▸ **EXERCISE GOAL**
Rewrite the records below as a JSON list of strings, with one string for each line and no entries for blank lines.

▸ **EXTRACTED DATA**
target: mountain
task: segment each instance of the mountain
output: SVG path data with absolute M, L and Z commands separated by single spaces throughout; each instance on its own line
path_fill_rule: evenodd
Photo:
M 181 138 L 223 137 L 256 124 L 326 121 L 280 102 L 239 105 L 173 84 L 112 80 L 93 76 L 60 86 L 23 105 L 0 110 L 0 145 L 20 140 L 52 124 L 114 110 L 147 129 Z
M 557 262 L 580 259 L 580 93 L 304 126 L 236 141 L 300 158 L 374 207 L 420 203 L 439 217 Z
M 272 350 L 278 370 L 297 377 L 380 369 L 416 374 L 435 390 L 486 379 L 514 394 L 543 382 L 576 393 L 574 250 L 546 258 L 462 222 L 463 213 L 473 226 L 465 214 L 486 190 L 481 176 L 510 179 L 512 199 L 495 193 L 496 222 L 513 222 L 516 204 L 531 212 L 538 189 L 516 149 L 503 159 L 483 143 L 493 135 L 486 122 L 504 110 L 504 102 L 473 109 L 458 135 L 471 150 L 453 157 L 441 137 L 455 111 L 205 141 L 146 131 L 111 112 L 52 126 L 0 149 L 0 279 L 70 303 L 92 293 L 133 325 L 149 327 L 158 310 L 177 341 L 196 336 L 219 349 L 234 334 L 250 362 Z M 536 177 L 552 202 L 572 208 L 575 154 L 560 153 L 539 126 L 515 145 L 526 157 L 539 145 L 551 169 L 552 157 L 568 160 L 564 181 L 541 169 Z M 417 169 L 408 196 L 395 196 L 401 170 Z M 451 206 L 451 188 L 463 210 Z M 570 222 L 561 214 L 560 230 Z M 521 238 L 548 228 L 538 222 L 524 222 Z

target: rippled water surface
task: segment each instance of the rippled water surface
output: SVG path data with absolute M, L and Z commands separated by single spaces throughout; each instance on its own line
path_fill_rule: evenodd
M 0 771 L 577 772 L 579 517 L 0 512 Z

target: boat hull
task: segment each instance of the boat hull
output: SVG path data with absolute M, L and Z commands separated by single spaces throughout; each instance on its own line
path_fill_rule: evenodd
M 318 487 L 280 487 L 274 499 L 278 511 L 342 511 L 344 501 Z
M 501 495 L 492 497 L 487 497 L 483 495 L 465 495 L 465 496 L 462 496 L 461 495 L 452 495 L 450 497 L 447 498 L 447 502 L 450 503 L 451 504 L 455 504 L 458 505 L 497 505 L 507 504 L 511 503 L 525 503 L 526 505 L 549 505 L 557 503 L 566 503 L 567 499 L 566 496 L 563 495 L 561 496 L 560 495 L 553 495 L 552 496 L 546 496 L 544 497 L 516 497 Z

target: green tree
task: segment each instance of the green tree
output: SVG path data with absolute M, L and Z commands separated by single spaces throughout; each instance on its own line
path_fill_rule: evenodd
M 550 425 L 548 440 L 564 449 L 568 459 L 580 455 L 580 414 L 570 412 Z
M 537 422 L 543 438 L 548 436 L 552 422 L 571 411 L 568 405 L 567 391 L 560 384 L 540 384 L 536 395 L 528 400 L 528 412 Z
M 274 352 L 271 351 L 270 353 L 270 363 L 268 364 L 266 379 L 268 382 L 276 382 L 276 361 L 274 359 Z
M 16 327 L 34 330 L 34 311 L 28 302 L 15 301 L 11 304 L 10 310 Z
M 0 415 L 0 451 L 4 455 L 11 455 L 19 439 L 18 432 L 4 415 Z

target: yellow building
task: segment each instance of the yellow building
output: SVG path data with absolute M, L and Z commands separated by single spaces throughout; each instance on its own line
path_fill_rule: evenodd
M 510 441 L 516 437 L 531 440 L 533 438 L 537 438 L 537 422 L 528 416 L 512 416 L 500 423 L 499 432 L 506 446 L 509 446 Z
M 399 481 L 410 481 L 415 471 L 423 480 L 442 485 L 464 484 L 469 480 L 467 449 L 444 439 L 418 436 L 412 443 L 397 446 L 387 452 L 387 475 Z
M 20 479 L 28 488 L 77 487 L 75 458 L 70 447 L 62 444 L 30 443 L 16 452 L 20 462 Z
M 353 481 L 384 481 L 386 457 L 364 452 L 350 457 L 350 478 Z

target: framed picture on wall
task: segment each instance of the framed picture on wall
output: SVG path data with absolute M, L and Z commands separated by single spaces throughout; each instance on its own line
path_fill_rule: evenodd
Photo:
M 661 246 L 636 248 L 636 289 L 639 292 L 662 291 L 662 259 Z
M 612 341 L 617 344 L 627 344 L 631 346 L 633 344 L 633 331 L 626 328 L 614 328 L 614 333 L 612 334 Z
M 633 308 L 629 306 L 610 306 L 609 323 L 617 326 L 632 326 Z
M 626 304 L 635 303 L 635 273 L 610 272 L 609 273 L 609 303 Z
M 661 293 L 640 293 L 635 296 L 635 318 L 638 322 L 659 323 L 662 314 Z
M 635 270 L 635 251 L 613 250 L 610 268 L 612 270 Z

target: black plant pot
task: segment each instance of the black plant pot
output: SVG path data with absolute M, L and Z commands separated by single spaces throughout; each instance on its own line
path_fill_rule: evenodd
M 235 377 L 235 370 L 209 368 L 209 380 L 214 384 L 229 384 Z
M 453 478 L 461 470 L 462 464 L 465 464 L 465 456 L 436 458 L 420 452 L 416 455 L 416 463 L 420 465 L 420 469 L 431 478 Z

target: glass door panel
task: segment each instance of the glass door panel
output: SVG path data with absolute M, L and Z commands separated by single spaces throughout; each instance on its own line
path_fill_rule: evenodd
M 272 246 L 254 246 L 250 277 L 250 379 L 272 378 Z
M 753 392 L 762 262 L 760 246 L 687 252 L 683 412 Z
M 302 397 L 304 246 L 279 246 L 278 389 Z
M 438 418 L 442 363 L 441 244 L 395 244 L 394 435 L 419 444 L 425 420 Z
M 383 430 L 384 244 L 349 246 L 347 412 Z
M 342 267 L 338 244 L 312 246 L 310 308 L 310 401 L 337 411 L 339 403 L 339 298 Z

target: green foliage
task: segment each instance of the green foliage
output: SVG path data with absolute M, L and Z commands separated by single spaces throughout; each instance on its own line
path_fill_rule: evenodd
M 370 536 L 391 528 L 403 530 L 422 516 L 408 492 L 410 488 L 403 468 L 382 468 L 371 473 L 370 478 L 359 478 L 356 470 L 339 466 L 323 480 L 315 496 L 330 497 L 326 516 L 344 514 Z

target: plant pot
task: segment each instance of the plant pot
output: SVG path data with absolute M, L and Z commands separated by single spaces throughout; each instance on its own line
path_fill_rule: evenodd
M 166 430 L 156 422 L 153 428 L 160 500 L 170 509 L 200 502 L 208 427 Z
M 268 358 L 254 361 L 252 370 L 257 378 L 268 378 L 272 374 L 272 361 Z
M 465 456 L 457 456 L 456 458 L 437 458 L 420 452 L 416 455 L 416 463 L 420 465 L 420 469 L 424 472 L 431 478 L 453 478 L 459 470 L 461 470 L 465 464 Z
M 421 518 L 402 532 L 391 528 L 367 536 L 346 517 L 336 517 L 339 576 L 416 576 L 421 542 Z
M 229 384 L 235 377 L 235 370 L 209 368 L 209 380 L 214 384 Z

▸ **RESPONSE**
[
  "target: mountain",
  "task: segment each instance of the mountain",
  "output: SVG path data with absolute M, L and Z commands separated by single spaces throughout; each instance on its own line",
  "path_fill_rule: evenodd",
  "Photo:",
  "M 181 138 L 223 137 L 256 124 L 326 121 L 280 102 L 239 105 L 173 84 L 112 80 L 93 76 L 60 86 L 23 105 L 0 110 L 0 145 L 20 140 L 52 124 L 114 110 L 147 129 Z",
  "M 557 262 L 580 259 L 580 93 L 304 126 L 236 141 L 300 158 L 374 207 L 420 203 L 439 217 Z",
  "M 272 350 L 278 370 L 297 377 L 380 369 L 416 374 L 435 390 L 486 379 L 514 394 L 543 382 L 576 393 L 574 250 L 546 258 L 462 222 L 463 213 L 473 226 L 465 214 L 486 190 L 481 176 L 510 179 L 512 199 L 495 193 L 496 222 L 513 222 L 516 204 L 531 212 L 538 189 L 516 149 L 503 159 L 483 143 L 493 135 L 486 122 L 504 110 L 504 102 L 473 109 L 458 135 L 471 150 L 453 157 L 441 137 L 455 111 L 205 141 L 146 131 L 111 112 L 52 126 L 0 149 L 0 279 L 70 303 L 92 293 L 133 325 L 149 327 L 158 310 L 177 341 L 196 336 L 219 349 L 234 334 L 250 362 Z M 536 177 L 552 202 L 572 208 L 575 154 L 560 153 L 539 126 L 515 145 L 526 157 L 539 145 L 551 169 L 552 157 L 568 160 L 564 181 L 541 169 Z M 417 169 L 408 196 L 395 196 L 401 170 Z M 451 206 L 451 188 L 463 210 Z M 570 222 L 561 214 L 560 230 Z M 521 238 L 548 228 L 538 222 L 524 222 Z",
  "target: rippled water surface",
  "task: segment each instance of the rippled water surface",
  "output: SVG path data with absolute M, L and Z commands separated by single spaces throughout; each instance on its own line",
  "path_fill_rule: evenodd",
  "M 0 771 L 577 772 L 579 517 L 0 512 Z",
  "target: boat hull",
  "task: segment each instance of the boat hull",
  "output: SVG path data with absolute M, L and Z commands separated by single spaces throughout; each instance on its own line",
  "path_fill_rule: evenodd",
  "M 318 487 L 280 487 L 274 499 L 278 511 L 342 511 L 344 501 Z",
  "M 501 495 L 492 497 L 487 497 L 483 495 L 465 495 L 465 496 L 462 496 L 461 495 L 452 495 L 450 497 L 447 498 L 447 502 L 450 503 L 451 504 L 455 504 L 458 505 L 497 505 L 507 504 L 511 503 L 525 503 L 526 505 L 549 505 L 557 503 L 566 503 L 567 499 L 566 496 L 563 495 L 561 496 L 560 495 L 553 495 L 552 496 L 546 496 L 544 497 L 516 497 Z",
  "target: green tree",
  "task: segment each instance of the green tree",
  "output: SVG path data with absolute M, L and Z commands separated by single spaces throughout; each instance on its own line",
  "path_fill_rule: evenodd",
  "M 550 425 L 548 440 L 564 449 L 568 459 L 580 455 L 580 414 L 570 412 Z",
  "M 537 422 L 543 438 L 548 436 L 552 422 L 571 411 L 568 405 L 567 391 L 560 384 L 540 384 L 536 395 L 528 400 L 528 412 Z",
  "M 274 352 L 271 351 L 270 353 L 270 363 L 268 364 L 266 379 L 268 382 L 276 382 L 276 361 L 274 359 Z",
  "M 16 327 L 34 330 L 34 311 L 28 302 L 15 301 L 11 304 L 10 310 Z",
  "M 0 415 L 0 451 L 4 455 L 11 455 L 19 439 L 18 432 L 4 415 Z",
  "target: yellow building",
  "task: segment each instance of the yellow building",
  "output: SVG path data with absolute M, L and Z commands separated by single spaces throughout; each instance on its own line",
  "path_fill_rule: evenodd",
  "M 510 441 L 516 437 L 531 440 L 533 438 L 537 438 L 537 422 L 528 416 L 512 416 L 500 423 L 499 432 L 506 446 L 509 446 Z",
  "M 399 481 L 410 481 L 415 471 L 423 480 L 442 485 L 464 484 L 469 480 L 467 449 L 444 439 L 418 436 L 412 443 L 397 446 L 387 452 L 387 475 Z",
  "M 20 479 L 28 488 L 77 487 L 75 458 L 70 447 L 62 444 L 30 443 L 16 452 L 20 462 Z",
  "M 353 481 L 384 481 L 386 457 L 364 452 L 350 457 L 350 478 Z",
  "target: framed picture on wall",
  "task: segment each instance of the framed picture on wall",
  "output: SVG path data with absolute M, L and Z commands separated by single spaces throughout; each instance on its own line",
  "path_fill_rule: evenodd",
  "Photo:",
  "M 661 246 L 636 248 L 636 289 L 639 292 L 662 291 L 662 259 Z",
  "M 612 341 L 617 344 L 627 344 L 631 346 L 633 344 L 633 331 L 626 328 L 614 328 L 614 333 L 612 334 Z",
  "M 633 308 L 629 306 L 610 306 L 609 323 L 617 326 L 632 326 Z",
  "M 626 304 L 635 303 L 635 273 L 610 272 L 609 273 L 609 303 Z",
  "M 661 293 L 640 293 L 635 296 L 635 318 L 638 322 L 659 323 L 662 314 Z",
  "M 635 270 L 635 251 L 613 250 L 610 268 L 612 270 Z",
  "target: black plant pot",
  "task: segment each instance of the black plant pot",
  "output: SVG path data with absolute M, L and Z commands separated by single spaces throughout; each instance on its own line",
  "path_fill_rule: evenodd",
  "M 235 377 L 235 370 L 209 368 L 209 380 L 214 384 L 229 384 Z",
  "M 453 478 L 461 470 L 462 464 L 465 464 L 465 456 L 436 458 L 420 452 L 416 455 L 416 463 L 420 465 L 420 469 L 431 478 Z",
  "target: glass door panel",
  "task: segment each instance of the glass door panel",
  "output: SVG path data with absolute M, L and Z commands separated by single spaces throughout; each instance on its own line",
  "path_fill_rule: evenodd",
  "M 272 246 L 254 246 L 250 277 L 250 379 L 272 378 Z",
  "M 753 392 L 762 262 L 760 246 L 687 252 L 683 412 Z",
  "M 302 397 L 304 246 L 279 246 L 278 389 Z",
  "M 438 418 L 442 363 L 441 244 L 395 244 L 394 435 L 419 444 L 425 420 Z",
  "M 383 430 L 384 244 L 349 246 L 347 412 Z",
  "M 342 267 L 338 244 L 312 246 L 310 308 L 310 401 L 337 411 L 339 403 L 339 298 Z",
  "target: green foliage",
  "task: segment each instance of the green foliage",
  "output: SVG path data with absolute M, L and Z commands separated by single spaces throughout; each instance on its own line",
  "path_fill_rule: evenodd",
  "M 370 536 L 391 528 L 403 530 L 422 516 L 408 492 L 410 488 L 403 468 L 382 468 L 371 473 L 370 478 L 359 478 L 356 470 L 339 466 L 323 480 L 315 496 L 330 497 L 326 516 L 344 514 Z",
  "target: plant pot",
  "task: segment each instance of the plant pot",
  "output: SVG path data with absolute M, L and Z commands separated by single spaces throughout; each instance on its own line",
  "path_fill_rule: evenodd",
  "M 166 430 L 156 422 L 153 428 L 160 500 L 170 509 L 200 502 L 208 427 Z",
  "M 268 358 L 254 361 L 252 370 L 257 378 L 268 378 L 272 374 L 272 361 Z",
  "M 465 456 L 457 456 L 456 458 L 437 458 L 420 452 L 416 455 L 416 463 L 420 465 L 420 469 L 424 472 L 431 478 L 453 478 L 459 470 L 461 470 L 465 464 Z",
  "M 421 518 L 402 532 L 391 528 L 367 536 L 346 517 L 336 517 L 339 576 L 416 576 L 421 542 Z",
  "M 229 384 L 235 377 L 235 370 L 209 368 L 209 380 L 214 384 Z"
]